> [TASK DESCRIPTION] Extract the complete listing and output it unchanged.
* begin THE INPUT *
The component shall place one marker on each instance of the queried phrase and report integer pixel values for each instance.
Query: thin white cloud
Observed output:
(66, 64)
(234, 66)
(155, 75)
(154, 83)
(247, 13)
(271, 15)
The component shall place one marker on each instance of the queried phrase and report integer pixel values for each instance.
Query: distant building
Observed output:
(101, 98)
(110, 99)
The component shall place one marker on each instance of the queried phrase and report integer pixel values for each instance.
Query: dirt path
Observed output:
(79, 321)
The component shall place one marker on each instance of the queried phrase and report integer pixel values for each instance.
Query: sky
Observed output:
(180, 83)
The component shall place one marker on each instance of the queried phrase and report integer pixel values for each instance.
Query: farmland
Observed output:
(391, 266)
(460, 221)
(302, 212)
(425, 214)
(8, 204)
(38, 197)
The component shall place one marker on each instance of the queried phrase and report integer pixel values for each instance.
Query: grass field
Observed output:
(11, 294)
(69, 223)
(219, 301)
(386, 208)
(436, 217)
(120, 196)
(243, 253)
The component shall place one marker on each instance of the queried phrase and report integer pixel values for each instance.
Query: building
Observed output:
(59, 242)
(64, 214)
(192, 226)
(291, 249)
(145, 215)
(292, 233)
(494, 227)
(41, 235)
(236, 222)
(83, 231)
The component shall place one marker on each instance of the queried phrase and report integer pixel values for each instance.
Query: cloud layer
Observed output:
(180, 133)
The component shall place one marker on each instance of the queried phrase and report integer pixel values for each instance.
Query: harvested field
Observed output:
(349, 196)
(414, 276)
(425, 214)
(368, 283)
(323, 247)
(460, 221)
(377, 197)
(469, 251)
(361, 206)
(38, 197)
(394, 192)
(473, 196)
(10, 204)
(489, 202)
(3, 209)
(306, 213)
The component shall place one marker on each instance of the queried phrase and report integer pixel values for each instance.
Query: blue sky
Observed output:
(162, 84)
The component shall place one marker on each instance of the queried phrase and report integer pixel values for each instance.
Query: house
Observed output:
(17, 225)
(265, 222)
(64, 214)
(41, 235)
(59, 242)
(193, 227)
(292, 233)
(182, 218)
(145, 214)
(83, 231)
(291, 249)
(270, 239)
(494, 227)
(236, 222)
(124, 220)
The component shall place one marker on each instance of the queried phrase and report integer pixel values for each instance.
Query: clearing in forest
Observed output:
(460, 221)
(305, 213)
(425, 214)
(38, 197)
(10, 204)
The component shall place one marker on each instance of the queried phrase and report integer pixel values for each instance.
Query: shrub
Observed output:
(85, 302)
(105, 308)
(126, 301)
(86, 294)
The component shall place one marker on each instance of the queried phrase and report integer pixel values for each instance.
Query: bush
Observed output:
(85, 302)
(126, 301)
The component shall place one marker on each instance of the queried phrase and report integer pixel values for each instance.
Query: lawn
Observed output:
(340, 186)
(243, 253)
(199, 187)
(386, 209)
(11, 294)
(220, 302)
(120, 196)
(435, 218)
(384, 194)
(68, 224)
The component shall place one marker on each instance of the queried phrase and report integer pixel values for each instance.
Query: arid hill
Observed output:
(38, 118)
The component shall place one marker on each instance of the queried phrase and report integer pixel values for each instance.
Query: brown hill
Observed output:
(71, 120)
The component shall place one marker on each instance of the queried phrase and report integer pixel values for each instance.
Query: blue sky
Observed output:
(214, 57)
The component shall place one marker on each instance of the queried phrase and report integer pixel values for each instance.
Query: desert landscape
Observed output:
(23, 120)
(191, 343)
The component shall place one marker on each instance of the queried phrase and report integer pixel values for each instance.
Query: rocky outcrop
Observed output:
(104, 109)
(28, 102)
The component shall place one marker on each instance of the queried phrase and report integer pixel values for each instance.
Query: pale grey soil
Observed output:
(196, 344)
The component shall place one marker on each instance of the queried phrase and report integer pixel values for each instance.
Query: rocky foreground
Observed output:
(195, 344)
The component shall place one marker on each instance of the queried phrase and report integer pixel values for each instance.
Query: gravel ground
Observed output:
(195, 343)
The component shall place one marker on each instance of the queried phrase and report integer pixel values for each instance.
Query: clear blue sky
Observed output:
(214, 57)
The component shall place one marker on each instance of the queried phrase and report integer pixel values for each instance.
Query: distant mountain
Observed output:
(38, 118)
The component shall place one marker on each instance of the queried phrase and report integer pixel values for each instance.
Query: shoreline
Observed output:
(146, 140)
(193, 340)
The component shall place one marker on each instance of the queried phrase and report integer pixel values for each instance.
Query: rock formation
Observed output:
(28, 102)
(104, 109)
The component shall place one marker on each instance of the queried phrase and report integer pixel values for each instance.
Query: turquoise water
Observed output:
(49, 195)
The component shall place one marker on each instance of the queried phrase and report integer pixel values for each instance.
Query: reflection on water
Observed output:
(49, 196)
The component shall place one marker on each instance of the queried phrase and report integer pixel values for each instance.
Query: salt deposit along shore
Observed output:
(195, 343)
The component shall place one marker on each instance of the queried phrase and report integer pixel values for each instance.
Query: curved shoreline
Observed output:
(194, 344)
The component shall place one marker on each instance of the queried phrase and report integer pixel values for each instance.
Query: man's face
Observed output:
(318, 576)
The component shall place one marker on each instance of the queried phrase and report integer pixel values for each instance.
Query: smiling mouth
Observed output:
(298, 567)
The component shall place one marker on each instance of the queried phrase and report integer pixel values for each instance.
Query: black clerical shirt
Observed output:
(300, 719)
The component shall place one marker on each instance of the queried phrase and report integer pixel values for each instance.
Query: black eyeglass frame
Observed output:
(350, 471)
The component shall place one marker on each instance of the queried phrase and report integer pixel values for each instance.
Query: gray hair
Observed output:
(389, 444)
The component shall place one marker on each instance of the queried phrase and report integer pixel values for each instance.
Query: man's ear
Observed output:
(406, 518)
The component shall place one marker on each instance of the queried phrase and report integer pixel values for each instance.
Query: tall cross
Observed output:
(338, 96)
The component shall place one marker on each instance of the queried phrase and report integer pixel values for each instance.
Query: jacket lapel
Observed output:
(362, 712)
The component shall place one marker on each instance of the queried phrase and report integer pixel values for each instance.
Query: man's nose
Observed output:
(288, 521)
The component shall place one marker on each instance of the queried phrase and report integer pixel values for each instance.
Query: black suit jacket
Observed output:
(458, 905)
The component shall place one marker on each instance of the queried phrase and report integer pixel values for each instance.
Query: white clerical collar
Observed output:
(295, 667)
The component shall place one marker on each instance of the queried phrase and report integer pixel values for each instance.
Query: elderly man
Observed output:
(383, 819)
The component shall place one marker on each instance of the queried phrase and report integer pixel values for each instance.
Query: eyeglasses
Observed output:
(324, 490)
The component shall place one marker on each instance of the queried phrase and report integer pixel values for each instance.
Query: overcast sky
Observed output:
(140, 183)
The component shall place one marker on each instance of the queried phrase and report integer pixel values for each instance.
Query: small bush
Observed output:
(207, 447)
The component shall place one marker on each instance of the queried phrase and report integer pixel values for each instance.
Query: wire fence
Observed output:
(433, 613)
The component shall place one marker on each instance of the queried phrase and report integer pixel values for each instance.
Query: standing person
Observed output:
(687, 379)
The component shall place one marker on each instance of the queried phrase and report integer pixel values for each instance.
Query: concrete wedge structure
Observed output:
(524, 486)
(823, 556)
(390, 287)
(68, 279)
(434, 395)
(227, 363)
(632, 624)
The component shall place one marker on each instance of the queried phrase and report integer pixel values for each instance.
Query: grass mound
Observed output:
* end THE INPUT *
> [IN RESPONSE]
The component shall place one marker on each instance of the queried phrase and report integer pixel values for each instance.
Query: thin white cloud
Observed output:
(66, 64)
(234, 66)
(155, 75)
(154, 83)
(247, 13)
(271, 15)
The component shall place one marker on each instance of the queried phrase and report integer pixel values for each instance.
Query: distant building
Observed output:
(101, 98)
(110, 99)
The component shall place one marker on each instance of the queried phrase and report integer pixel values for each instance.
Query: dirt path
Observed output:
(79, 321)
The component shall place one marker on each instance of the queried phrase and report integer pixel values for each instance.
Query: sky
Observed output:
(180, 83)
The component shall place one marker on each instance of the queried phrase and report integer pixel values for each instance.
Query: farmland
Observed output:
(391, 266)
(460, 221)
(302, 212)
(425, 214)
(8, 204)
(38, 197)
The component shall place one marker on each instance of the queried phrase and report integer pixel values for each instance.
Query: grass field
Observed output:
(11, 294)
(69, 223)
(219, 301)
(386, 208)
(436, 217)
(120, 196)
(243, 253)
The component shall place one marker on each instance of the queried phrase and report integer pixel values for each instance.
Query: building
Observed output:
(59, 242)
(64, 214)
(192, 226)
(291, 249)
(145, 215)
(292, 233)
(494, 227)
(41, 235)
(236, 222)
(83, 231)
The component shall place one marker on each instance of the queried phrase and report integer pixel values for each instance.
Query: cloud layer
Observed output:
(180, 133)
The component shall place one marker on each instance of the queried phrase and report integer pixel values for each instance.
Query: harvested field
Observed output:
(349, 196)
(414, 276)
(425, 214)
(368, 283)
(323, 247)
(460, 221)
(377, 197)
(469, 251)
(361, 206)
(38, 197)
(394, 192)
(473, 196)
(10, 204)
(489, 202)
(3, 209)
(306, 213)
The component shall place one marker on each instance of the queried phrase and report integer pixel values for each instance.
Query: blue sky
Observed output:
(162, 84)
The component shall place one marker on each instance of the queried phrase and report integer pixel values for each instance.
Query: house
Observed output:
(17, 225)
(265, 222)
(64, 214)
(41, 235)
(59, 242)
(193, 227)
(292, 233)
(182, 218)
(145, 214)
(83, 231)
(291, 249)
(270, 239)
(494, 227)
(236, 222)
(124, 220)
The component shall place one marker on each instance of the queried phrase and report integer pixel values for each instance.
Query: clearing in forest
Observed output:
(460, 221)
(305, 213)
(425, 214)
(38, 197)
(10, 204)
The component shall place one marker on each instance of the queried phrase and report integer pixel values for each instance.
Query: shrub
Observed output:
(85, 302)
(105, 308)
(126, 301)
(86, 294)
The component shall place one marker on each instance of the queried phrase and report integer pixel values for each instance.
Query: bush
Observed output:
(85, 302)
(126, 301)
The component shall place one marker on each instance of the queried phrase and report integer pixel values for each instance.
Query: lawn
Observed output:
(340, 186)
(243, 253)
(199, 187)
(386, 209)
(11, 294)
(220, 302)
(120, 196)
(435, 218)
(384, 194)
(68, 224)
The component shall place one marker on each instance of the queried phrase and report integer pixel values for each instance.
Query: arid hill
Observed output:
(38, 118)
The component shall place one marker on each instance of the queried phrase and report integer pixel values for each instance.
Query: brown hill
Observed output:
(71, 120)
The component shall place one marker on each instance of the queried phrase and report integer pixel values for each instance.
Query: blue sky
Observed output:
(214, 57)
The component shall place one marker on each instance of the queried phrase and report integer pixel values for each instance.
Query: desert landscape
Observed output:
(23, 120)
(191, 343)
The component shall place one marker on each instance of the queried phrase and report integer pixel values for each instance.
Query: rocky outcrop
Observed output:
(104, 109)
(28, 102)
The component shall place one marker on each instance of the queried phrase and report integer pixel values for each instance.
Query: pale grey soil
Observed output:
(196, 344)
The component shall place one marker on each instance of the queried phrase and report integer pixel values for each instance.
Query: rocky foreground
Observed output:
(195, 344)
The component shall place one marker on each instance of the queried phrase and report integer pixel values for each instance.
Query: gravel ground
Observed output:
(195, 343)
The component shall place one marker on each instance of the queried phrase and report integer pixel values for each instance.
Query: clear blue sky
Observed output:
(214, 57)
The component shall place one marker on each instance of the queried phrase and report integer pixel values for each instance.
Query: distant mountain
Observed output:
(38, 118)
The component shall place one marker on each instance of the queried phrase and report integer pixel values for each instance.
Query: shoreline
Observed output:
(146, 140)
(193, 340)
The component shall place one marker on each instance of the queried phrase and report integer pixel values for each instance.
Query: rock formation
Observed output:
(28, 102)
(104, 109)
The component shall place one marker on each instance of the queried phrase and report integer pixel values for each instance.
Query: turquoise water
Observed output:
(49, 195)
The component shall place one marker on each instance of the queried phrase and report integer pixel values for each instance.
Query: reflection on water
Observed output:
(49, 196)
The component shall place one marker on each instance of the queried phrase and report integer pixel values for each instance.
Query: salt deposit along shore
Observed output:
(195, 343)
The component shall place one marker on each instance of the queried phrase and report integer pixel values for each instance.
Query: curved shoreline
Observed output:
(194, 344)
The component shall place one marker on each instance of the queried phrase and report integer pixel values for each instance.
Query: man's face
Observed output:
(318, 576)
The component shall place one marker on each instance of the queried phrase and report integer pixel values for each instance.
Query: smiling mouth
Observed output:
(298, 567)
The component shall place one marker on each instance of the queried phrase and report integer pixel values for each instance.
Query: black clerical shirt
Observed output:
(300, 719)
The component shall place one marker on each instance of the queried phrase and report integer pixel values for each instance.
Query: black eyeglass frame
Observed output:
(350, 471)
The component shall place one marker on each instance of the queried phrase and report integer pixel values for each instance.
Query: gray hair
Observed output:
(389, 444)
The component shall place one marker on each instance of the queried phrase and report integer pixel values for each instance.
Query: man's ear
Observed output:
(406, 518)
The component shall place one marker on each instance of the queried phrase and report integer pixel values for each instance.
Query: tall cross
Observed output:
(338, 96)
The component shall place one marker on each instance of the queried phrase and report integer pixel values for each instance.
Query: jacket lapel
Observed output:
(362, 712)
The component shall place one marker on each instance of the queried phrase and report integer pixel values for each instance.
Query: man's nose
Observed output:
(288, 521)
The component shall place one marker on each instance of the queried phrase and report integer pixel values for each instance.
Query: black suit jacket
Observed output:
(458, 905)
The component shall place one marker on each instance of the queried phrase and report integer pixel values for each instance.
Query: white clerical collar
Observed output:
(295, 667)
The component shall place one marker on each instance of the queried phrase and report integer pixel values for each instance.
Query: elderly man
Observed output:
(383, 819)
The component shall place one marker on each instance of the queried phrase and report integer pixel values for each instance.
Query: eyeglasses
Observed output:
(324, 490)
The component shall place one marker on each instance of the queried phrase and report integer pixel values for each instance.
Query: overcast sky
Observed output:
(140, 183)
The component shall place one marker on each instance of the queried phrase and report integer pixel values for each instance.
Query: small bush
Observed output:
(207, 447)
The component shall place one marker on each instance of the queried phrase and report integer pixel values for each instance.
Query: wire fence
Observed output:
(433, 613)
The component shall place one marker on each instance of the queried phrase and report integer pixel values for each instance.
Query: standing person
Observed output:
(687, 379)
The component shall place one marker on each instance of the queried phrase and report integer pixel values for each instance.
Query: concrete wedge structure
Observed output:
(524, 486)
(823, 556)
(390, 287)
(68, 279)
(434, 395)
(227, 363)
(632, 624)
The component shall place one marker on each instance of the queried phrase and report integer pixel values for each instance.
Query: grass mound
Observed output:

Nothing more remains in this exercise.